§ **What the task requires**: Reproduce every line of the records below without changing a single character.

-------- Data to use

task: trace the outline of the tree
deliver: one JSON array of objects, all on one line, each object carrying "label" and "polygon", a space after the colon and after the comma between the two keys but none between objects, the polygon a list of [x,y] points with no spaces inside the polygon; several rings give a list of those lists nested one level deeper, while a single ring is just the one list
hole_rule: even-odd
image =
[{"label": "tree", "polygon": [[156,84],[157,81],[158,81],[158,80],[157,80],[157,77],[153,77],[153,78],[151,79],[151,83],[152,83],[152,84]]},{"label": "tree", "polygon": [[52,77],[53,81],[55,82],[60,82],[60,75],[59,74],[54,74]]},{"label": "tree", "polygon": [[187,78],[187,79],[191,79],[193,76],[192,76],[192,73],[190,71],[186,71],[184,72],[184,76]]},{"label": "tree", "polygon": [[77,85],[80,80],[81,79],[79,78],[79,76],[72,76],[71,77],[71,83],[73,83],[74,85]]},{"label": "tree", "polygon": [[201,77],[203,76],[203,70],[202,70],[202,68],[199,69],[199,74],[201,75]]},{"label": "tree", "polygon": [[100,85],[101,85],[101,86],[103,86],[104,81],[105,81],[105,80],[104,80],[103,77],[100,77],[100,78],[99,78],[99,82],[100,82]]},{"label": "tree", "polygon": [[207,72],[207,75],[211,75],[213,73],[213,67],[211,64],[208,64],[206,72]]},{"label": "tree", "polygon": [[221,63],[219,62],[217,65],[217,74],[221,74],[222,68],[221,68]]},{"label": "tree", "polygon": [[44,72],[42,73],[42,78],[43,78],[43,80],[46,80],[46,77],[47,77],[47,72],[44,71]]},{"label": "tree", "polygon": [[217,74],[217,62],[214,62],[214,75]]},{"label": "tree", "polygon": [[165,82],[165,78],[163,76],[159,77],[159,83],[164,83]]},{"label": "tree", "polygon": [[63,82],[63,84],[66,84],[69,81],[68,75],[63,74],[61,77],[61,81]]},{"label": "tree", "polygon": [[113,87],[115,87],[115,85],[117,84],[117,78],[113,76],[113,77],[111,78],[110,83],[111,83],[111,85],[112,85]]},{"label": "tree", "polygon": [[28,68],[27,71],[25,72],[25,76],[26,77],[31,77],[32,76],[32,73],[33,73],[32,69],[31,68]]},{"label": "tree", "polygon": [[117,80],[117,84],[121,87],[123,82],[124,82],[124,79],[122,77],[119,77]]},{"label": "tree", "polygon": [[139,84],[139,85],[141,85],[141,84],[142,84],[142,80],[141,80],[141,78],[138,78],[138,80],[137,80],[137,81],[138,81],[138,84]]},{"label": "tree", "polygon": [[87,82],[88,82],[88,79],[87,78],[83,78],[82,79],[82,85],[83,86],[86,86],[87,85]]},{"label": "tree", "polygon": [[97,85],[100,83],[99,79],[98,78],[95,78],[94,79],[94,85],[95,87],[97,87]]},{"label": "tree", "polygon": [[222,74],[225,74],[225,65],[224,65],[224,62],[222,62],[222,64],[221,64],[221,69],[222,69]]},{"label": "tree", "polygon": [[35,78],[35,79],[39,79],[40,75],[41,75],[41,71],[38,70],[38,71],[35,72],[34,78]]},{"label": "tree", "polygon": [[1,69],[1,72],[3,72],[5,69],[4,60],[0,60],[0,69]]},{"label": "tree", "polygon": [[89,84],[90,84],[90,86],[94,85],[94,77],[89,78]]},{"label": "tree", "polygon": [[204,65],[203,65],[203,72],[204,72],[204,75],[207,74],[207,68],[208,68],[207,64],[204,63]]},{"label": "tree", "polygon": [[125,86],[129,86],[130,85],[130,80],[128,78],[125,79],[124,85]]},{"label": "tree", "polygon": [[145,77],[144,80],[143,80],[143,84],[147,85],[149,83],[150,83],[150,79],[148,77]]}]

----------------

§ **The result**:
task: trace the outline of the tree
deliver: one JSON array of objects, all on one line, each object carrying "label" and "polygon", a space after the colon and after the comma between the two keys but none between objects, the polygon a list of [x,y] points with no spaces inside the polygon; several rings give a list of those lists nested one level deeper, while a single ring is just the one list
hole_rule: even-odd
image =
[{"label": "tree", "polygon": [[156,84],[157,81],[158,81],[158,80],[157,80],[157,77],[153,77],[153,78],[151,79],[151,83],[152,83],[152,84]]},{"label": "tree", "polygon": [[52,77],[53,81],[55,82],[60,82],[60,75],[59,74],[54,74]]},{"label": "tree", "polygon": [[187,78],[187,79],[191,79],[193,76],[192,76],[192,73],[190,71],[186,71],[184,72],[184,76]]},{"label": "tree", "polygon": [[77,85],[80,80],[81,79],[79,78],[79,76],[72,76],[71,77],[71,83],[73,83],[74,85]]},{"label": "tree", "polygon": [[201,77],[203,76],[203,70],[202,70],[202,68],[199,69],[199,74],[201,75]]},{"label": "tree", "polygon": [[100,85],[101,85],[101,86],[103,86],[104,81],[105,81],[105,80],[104,80],[103,77],[100,77],[100,78],[99,78],[99,82],[100,82]]},{"label": "tree", "polygon": [[207,72],[207,75],[211,75],[213,73],[213,67],[211,64],[208,64],[206,72]]},{"label": "tree", "polygon": [[221,63],[219,62],[217,65],[217,74],[221,74],[222,68],[221,68]]},{"label": "tree", "polygon": [[44,72],[42,73],[42,78],[43,78],[43,80],[46,80],[46,77],[47,77],[47,72],[44,71]]},{"label": "tree", "polygon": [[217,74],[217,62],[214,62],[214,75]]},{"label": "tree", "polygon": [[165,82],[165,78],[163,76],[159,77],[159,83],[164,83]]},{"label": "tree", "polygon": [[63,82],[63,84],[66,84],[69,81],[68,75],[63,74],[61,77],[61,81]]},{"label": "tree", "polygon": [[113,87],[115,87],[115,85],[117,84],[117,78],[113,76],[113,77],[111,78],[110,83],[111,83],[111,85],[112,85]]},{"label": "tree", "polygon": [[28,68],[27,71],[25,72],[25,76],[26,77],[31,77],[32,76],[32,73],[33,73],[32,69],[31,68]]},{"label": "tree", "polygon": [[117,80],[117,84],[121,87],[123,82],[124,82],[124,79],[122,77],[119,77]]},{"label": "tree", "polygon": [[139,84],[139,85],[141,85],[141,84],[142,84],[142,80],[141,80],[141,78],[138,78],[138,80],[137,80],[137,81],[138,81],[138,84]]},{"label": "tree", "polygon": [[87,82],[88,82],[88,79],[87,78],[83,78],[82,79],[82,85],[83,86],[86,86],[87,85]]},{"label": "tree", "polygon": [[97,85],[100,83],[99,79],[98,78],[95,78],[94,79],[94,85],[95,87],[97,87]]},{"label": "tree", "polygon": [[222,74],[225,74],[225,65],[224,65],[224,62],[222,62],[222,64],[221,64],[221,69],[222,69]]},{"label": "tree", "polygon": [[35,78],[35,79],[39,79],[40,75],[41,75],[41,71],[38,70],[38,71],[35,72],[34,78]]},{"label": "tree", "polygon": [[1,69],[1,72],[3,72],[5,69],[4,60],[0,60],[0,69]]},{"label": "tree", "polygon": [[89,84],[90,84],[90,86],[94,85],[94,77],[89,78]]},{"label": "tree", "polygon": [[204,65],[203,65],[203,72],[204,72],[204,75],[207,74],[207,68],[208,68],[207,64],[204,63]]},{"label": "tree", "polygon": [[125,86],[129,86],[130,85],[130,80],[128,78],[125,79],[124,85]]},{"label": "tree", "polygon": [[145,77],[144,80],[143,80],[143,84],[147,85],[149,83],[150,83],[150,79],[148,77]]}]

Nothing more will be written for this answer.